DATA PROVIDED Block Start

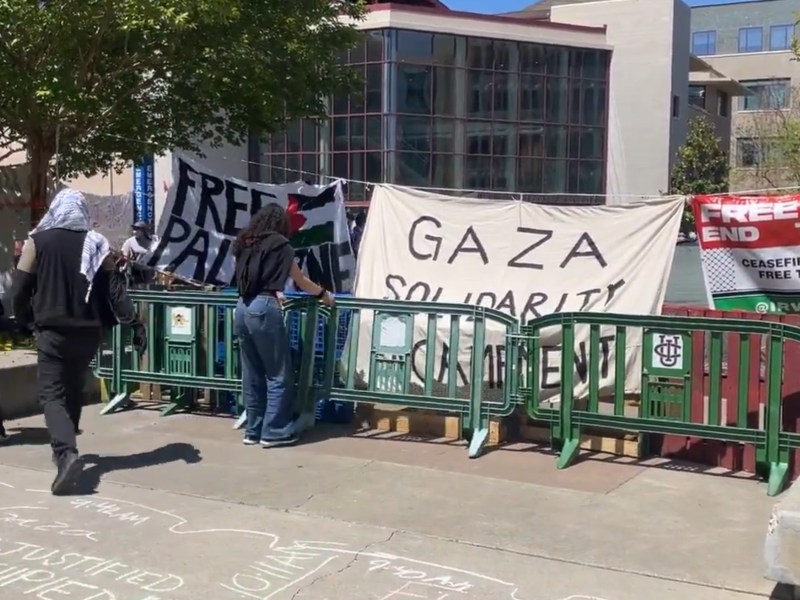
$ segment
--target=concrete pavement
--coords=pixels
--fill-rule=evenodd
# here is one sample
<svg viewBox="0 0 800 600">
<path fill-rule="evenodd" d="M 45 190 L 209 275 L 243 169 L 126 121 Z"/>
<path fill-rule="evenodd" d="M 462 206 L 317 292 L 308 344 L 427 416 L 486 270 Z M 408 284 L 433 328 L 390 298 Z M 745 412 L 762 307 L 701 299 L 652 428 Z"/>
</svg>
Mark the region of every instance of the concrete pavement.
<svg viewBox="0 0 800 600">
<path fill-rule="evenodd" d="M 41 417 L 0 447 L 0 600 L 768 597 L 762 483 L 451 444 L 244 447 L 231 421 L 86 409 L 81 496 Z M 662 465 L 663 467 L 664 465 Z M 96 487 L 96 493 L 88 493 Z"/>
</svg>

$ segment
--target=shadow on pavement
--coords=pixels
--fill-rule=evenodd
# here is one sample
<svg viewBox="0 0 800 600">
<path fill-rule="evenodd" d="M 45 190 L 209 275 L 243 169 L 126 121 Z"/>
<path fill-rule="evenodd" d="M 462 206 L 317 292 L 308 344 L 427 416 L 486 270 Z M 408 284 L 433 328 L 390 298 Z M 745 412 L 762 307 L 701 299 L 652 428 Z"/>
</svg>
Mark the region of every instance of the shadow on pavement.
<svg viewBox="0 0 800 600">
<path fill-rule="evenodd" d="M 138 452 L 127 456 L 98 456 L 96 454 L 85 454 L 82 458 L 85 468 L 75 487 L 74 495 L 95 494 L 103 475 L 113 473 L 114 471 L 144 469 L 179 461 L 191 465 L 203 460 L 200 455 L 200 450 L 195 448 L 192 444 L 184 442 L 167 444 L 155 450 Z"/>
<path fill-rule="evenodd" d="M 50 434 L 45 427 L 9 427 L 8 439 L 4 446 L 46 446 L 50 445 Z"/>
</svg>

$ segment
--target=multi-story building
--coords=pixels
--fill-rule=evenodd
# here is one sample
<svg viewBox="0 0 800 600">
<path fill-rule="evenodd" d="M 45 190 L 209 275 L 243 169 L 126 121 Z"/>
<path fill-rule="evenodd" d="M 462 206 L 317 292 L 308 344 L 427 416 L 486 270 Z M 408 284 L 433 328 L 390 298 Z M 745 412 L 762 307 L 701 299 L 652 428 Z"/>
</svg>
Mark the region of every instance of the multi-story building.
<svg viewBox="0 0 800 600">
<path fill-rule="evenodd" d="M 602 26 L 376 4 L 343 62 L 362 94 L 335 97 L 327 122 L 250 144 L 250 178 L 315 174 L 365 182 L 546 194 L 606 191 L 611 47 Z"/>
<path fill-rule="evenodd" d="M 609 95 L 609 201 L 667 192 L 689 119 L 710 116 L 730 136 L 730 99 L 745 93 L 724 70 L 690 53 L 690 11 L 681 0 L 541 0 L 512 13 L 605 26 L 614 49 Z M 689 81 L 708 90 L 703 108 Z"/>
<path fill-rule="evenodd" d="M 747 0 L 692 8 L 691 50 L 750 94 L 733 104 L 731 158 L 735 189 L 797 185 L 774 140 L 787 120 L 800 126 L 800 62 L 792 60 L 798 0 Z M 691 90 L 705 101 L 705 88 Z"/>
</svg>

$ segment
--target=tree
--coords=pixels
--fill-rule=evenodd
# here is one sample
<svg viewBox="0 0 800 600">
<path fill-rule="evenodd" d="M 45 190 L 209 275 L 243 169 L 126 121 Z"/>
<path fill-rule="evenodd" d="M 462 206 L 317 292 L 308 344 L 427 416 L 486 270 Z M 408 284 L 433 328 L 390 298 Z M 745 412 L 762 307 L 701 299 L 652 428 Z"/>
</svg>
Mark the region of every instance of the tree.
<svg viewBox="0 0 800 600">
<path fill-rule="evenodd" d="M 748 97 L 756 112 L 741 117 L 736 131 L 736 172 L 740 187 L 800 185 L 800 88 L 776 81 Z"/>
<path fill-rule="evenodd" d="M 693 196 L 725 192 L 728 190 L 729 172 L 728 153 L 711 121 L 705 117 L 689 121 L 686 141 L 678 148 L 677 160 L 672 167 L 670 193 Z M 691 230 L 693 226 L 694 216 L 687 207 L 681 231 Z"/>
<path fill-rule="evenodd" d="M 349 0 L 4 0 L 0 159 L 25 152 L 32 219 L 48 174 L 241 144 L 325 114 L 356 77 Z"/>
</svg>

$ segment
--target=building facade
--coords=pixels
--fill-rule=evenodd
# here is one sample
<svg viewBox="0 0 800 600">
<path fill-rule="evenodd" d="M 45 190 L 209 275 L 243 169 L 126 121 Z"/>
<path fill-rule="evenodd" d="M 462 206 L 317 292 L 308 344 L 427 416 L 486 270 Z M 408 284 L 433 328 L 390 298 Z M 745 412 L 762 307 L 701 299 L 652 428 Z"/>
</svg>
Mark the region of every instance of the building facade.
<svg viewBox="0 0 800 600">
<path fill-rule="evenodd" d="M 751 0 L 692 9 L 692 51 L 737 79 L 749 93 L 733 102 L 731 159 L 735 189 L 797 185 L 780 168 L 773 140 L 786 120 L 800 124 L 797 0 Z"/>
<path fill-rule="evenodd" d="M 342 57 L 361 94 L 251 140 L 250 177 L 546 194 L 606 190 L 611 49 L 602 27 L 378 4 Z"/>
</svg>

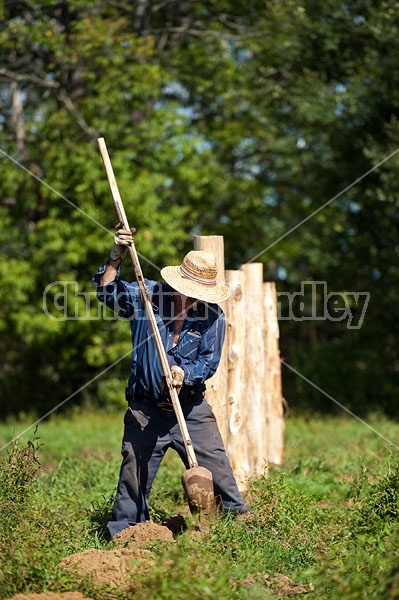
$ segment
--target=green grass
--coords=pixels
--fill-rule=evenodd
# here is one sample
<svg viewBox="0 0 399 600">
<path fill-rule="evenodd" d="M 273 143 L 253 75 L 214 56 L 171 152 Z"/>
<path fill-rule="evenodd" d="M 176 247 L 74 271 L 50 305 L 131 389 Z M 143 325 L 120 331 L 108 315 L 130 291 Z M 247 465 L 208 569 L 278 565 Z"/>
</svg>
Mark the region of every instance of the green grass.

DATA PROVIDED Block End
DATA PROVIDED Block Start

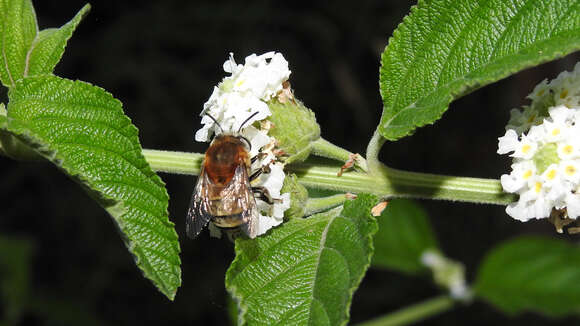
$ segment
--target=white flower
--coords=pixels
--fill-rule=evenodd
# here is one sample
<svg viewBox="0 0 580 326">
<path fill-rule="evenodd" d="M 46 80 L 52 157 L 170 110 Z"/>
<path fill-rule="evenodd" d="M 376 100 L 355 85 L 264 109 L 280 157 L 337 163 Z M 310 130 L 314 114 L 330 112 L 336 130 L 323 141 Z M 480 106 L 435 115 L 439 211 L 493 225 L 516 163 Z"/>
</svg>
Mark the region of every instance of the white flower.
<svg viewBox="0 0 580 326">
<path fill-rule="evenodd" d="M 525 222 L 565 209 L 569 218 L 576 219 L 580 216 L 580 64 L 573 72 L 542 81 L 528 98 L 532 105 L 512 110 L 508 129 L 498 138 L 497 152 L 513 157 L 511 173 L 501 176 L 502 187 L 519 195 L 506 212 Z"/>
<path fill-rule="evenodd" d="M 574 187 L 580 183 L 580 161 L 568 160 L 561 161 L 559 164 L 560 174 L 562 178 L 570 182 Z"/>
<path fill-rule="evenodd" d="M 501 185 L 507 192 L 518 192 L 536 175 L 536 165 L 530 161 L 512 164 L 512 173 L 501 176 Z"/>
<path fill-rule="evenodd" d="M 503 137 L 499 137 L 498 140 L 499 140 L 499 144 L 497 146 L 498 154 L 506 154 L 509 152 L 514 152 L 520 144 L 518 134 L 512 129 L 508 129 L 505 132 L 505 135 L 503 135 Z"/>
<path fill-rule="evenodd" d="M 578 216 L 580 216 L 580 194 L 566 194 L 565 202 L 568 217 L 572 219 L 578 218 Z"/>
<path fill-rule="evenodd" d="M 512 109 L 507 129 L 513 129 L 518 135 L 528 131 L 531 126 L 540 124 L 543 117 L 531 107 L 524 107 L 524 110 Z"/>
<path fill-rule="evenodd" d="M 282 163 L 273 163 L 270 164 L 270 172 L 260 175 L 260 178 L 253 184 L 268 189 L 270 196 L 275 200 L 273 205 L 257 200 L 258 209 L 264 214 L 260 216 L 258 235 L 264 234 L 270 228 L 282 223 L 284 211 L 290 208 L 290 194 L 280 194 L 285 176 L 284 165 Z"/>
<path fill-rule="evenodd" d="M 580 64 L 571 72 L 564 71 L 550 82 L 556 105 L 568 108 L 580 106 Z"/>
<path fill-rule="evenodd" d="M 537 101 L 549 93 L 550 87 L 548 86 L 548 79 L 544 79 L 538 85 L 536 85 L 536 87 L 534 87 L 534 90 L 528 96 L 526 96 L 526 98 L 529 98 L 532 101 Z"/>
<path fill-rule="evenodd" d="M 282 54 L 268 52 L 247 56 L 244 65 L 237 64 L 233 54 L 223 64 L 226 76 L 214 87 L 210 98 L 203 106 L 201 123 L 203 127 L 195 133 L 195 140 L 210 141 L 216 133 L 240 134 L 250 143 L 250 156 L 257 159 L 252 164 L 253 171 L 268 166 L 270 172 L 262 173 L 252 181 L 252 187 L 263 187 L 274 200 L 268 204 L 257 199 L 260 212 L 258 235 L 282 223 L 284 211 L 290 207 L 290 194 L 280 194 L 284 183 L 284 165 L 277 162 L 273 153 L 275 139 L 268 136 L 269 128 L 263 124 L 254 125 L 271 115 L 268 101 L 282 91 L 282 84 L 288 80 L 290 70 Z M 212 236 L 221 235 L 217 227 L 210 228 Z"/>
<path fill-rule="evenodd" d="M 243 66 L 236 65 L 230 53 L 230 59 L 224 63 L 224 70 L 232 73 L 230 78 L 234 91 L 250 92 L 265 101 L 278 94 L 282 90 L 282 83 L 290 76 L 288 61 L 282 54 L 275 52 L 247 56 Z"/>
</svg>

DATA PROVIDED Block End

== TASK TO CARRY OUT ==
Please give an exact copy of the entries above, from the line with "176 247 L 74" down to the line with "Mark the region of every instance of the green", inclusive, and nothing else.

== COMPLETED EXERCISE ==
<path fill-rule="evenodd" d="M 176 247 L 74 271 L 50 305 L 131 389 Z M 143 325 L 120 331 L 108 315 L 130 291 Z M 247 465 L 208 569 L 278 565 Z"/>
</svg>
Mark the region of every instance of the green grass.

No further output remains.